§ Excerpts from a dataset
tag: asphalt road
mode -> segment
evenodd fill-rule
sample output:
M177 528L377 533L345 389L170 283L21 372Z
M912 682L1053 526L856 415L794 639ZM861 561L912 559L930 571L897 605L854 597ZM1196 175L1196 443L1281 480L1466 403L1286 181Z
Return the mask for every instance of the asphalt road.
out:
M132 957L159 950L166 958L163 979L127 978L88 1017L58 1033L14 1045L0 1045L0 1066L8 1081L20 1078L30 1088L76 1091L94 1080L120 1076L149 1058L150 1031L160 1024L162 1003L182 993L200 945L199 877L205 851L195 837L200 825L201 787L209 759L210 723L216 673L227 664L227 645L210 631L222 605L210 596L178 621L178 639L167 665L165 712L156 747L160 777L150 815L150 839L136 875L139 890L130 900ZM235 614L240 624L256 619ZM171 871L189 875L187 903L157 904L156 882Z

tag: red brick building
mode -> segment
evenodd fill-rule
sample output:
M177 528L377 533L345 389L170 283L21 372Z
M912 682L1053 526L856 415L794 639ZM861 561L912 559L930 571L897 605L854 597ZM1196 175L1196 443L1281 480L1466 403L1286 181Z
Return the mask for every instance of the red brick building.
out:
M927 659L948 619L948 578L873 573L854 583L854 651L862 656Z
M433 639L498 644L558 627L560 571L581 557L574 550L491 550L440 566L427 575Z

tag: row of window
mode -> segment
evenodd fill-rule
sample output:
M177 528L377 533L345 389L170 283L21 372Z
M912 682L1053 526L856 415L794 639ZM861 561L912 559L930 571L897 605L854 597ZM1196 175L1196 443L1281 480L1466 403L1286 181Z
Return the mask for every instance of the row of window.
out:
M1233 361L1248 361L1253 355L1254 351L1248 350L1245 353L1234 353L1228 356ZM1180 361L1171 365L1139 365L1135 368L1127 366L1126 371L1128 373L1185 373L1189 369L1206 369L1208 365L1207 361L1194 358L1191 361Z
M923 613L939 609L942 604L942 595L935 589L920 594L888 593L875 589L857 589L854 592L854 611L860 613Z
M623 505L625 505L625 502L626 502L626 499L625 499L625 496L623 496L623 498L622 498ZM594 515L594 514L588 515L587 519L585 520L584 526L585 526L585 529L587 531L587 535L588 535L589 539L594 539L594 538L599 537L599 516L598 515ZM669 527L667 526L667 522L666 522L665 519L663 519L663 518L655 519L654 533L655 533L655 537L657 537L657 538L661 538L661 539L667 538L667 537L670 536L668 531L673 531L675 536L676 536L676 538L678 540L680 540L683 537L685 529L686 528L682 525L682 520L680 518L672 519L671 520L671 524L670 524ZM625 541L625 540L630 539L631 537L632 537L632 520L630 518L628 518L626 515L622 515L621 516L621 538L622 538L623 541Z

§ Exercise aim
Bring together all lines in the records where the word "window" is found.

§ Result
tag: row of window
Return the mask for every instance of the row of window.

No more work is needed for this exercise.